> **Exercise directions**: Copy out the material word for word, starting with the line that contains "Task: tag every instance of the tree" and going on through the last line of the material, inclusive.

> **Record excerpts**:
-- START --

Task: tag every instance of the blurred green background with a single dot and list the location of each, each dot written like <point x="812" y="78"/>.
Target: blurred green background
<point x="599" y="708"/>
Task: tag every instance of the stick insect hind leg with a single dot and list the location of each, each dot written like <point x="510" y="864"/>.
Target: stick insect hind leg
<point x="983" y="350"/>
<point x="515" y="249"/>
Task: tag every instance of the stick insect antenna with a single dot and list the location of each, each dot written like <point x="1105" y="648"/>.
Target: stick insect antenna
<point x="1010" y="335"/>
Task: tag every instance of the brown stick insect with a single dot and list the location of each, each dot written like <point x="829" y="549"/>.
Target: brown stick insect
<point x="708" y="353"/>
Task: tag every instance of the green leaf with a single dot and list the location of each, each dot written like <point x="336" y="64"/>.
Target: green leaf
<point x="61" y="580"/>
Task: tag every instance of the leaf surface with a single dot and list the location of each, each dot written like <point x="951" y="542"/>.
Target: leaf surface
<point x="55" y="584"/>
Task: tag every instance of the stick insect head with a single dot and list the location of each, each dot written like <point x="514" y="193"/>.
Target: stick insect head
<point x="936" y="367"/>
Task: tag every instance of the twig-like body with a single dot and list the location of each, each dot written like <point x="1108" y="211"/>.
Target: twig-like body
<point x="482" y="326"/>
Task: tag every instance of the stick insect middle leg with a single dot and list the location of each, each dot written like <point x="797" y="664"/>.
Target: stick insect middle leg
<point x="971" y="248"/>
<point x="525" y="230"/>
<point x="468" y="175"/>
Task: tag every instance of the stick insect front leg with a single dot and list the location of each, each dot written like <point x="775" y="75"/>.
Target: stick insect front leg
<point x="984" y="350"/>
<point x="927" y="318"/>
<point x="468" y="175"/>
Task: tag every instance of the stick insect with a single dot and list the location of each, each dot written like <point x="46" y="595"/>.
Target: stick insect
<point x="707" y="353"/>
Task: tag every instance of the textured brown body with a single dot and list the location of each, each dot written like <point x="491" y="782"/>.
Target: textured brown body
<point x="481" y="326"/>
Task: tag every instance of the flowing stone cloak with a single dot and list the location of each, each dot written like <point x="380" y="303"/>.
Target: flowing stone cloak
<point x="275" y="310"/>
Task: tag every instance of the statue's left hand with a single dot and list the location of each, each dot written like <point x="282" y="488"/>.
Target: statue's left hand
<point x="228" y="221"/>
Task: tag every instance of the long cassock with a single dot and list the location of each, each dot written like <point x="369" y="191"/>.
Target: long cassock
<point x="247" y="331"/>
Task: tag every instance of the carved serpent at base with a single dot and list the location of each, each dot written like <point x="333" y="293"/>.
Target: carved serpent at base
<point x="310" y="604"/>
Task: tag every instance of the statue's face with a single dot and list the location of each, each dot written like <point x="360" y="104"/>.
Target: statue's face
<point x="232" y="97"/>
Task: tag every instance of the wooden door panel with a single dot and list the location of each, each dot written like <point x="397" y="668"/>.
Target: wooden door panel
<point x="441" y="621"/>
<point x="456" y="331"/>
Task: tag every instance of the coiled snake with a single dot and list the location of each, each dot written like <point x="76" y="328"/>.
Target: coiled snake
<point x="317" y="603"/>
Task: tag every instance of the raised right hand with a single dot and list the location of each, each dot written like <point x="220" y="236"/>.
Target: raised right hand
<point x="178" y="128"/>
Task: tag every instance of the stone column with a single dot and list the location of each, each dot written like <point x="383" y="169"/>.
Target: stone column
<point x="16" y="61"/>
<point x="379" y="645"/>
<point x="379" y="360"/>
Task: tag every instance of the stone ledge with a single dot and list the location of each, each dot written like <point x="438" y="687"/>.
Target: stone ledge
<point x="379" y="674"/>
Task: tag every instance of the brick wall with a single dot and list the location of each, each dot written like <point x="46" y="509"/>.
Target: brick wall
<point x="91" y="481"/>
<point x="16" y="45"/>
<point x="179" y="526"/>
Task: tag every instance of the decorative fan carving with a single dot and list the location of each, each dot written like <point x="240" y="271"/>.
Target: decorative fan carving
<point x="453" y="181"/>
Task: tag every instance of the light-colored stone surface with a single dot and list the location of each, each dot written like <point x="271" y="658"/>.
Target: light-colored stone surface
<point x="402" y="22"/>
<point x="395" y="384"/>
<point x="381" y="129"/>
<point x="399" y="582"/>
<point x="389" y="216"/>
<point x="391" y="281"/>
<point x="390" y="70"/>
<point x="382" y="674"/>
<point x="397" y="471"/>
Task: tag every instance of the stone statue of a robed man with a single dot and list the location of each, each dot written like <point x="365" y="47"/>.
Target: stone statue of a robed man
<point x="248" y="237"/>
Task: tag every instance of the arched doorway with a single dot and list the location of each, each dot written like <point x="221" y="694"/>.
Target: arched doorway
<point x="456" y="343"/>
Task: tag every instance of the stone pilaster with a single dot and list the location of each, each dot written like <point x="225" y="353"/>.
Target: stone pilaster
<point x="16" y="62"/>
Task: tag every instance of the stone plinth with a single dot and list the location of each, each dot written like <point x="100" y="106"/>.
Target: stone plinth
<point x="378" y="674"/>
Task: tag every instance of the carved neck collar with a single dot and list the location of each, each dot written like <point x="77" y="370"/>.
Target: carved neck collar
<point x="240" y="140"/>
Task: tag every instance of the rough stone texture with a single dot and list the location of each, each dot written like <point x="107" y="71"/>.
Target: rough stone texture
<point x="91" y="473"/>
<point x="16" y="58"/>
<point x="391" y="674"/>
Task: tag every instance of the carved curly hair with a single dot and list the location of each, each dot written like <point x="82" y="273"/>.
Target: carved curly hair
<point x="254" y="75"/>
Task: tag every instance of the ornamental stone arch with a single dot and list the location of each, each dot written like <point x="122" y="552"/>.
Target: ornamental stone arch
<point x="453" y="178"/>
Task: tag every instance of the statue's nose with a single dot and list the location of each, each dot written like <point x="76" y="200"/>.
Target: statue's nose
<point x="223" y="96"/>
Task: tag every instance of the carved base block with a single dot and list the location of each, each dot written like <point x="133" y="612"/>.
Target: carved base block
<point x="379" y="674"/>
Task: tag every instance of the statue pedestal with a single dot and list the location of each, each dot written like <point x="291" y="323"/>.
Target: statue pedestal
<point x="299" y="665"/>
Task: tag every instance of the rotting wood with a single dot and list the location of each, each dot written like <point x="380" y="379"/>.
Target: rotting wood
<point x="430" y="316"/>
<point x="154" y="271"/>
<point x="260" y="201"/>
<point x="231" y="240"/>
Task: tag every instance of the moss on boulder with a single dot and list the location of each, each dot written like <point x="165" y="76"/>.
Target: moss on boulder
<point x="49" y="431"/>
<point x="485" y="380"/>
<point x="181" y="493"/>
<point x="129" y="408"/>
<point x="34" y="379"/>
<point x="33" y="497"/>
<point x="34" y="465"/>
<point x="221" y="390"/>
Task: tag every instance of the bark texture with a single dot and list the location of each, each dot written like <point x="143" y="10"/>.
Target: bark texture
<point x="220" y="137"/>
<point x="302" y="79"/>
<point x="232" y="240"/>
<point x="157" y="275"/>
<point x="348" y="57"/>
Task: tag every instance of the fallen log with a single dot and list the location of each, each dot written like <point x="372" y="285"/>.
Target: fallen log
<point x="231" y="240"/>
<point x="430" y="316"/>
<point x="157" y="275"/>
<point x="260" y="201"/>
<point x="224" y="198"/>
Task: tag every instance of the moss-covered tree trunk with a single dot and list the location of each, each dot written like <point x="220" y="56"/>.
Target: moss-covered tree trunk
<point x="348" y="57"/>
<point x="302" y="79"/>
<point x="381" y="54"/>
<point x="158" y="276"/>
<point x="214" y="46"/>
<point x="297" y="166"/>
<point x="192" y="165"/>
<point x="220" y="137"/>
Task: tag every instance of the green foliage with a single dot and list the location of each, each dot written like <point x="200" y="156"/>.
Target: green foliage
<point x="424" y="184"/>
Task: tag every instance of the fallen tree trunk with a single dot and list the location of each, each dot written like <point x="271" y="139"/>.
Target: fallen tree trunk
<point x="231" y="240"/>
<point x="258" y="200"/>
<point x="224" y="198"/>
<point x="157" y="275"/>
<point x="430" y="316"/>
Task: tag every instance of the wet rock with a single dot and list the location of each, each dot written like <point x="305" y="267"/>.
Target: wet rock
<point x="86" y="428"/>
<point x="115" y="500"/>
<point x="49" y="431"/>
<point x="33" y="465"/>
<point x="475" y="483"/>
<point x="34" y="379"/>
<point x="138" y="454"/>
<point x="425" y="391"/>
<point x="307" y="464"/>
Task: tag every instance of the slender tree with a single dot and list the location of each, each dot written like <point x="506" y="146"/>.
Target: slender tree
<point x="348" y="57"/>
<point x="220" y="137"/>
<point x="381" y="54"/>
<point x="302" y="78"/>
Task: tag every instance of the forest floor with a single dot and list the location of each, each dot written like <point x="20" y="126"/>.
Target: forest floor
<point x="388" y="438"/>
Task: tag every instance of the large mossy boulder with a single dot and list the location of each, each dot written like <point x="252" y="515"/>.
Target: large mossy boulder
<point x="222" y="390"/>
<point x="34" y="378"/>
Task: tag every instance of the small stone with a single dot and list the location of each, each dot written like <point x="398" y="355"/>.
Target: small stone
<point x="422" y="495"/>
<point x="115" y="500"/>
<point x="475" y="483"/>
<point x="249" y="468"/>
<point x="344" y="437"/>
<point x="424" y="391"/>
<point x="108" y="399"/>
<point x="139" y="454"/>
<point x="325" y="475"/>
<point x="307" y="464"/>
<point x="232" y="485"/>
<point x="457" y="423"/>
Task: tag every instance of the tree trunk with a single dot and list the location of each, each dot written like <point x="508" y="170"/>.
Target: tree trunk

-- END --

> **Full output**:
Task: tag every instance of the tree trunk with a single dot and list the location of each, each dot written like <point x="508" y="170"/>.
Target: tree trunk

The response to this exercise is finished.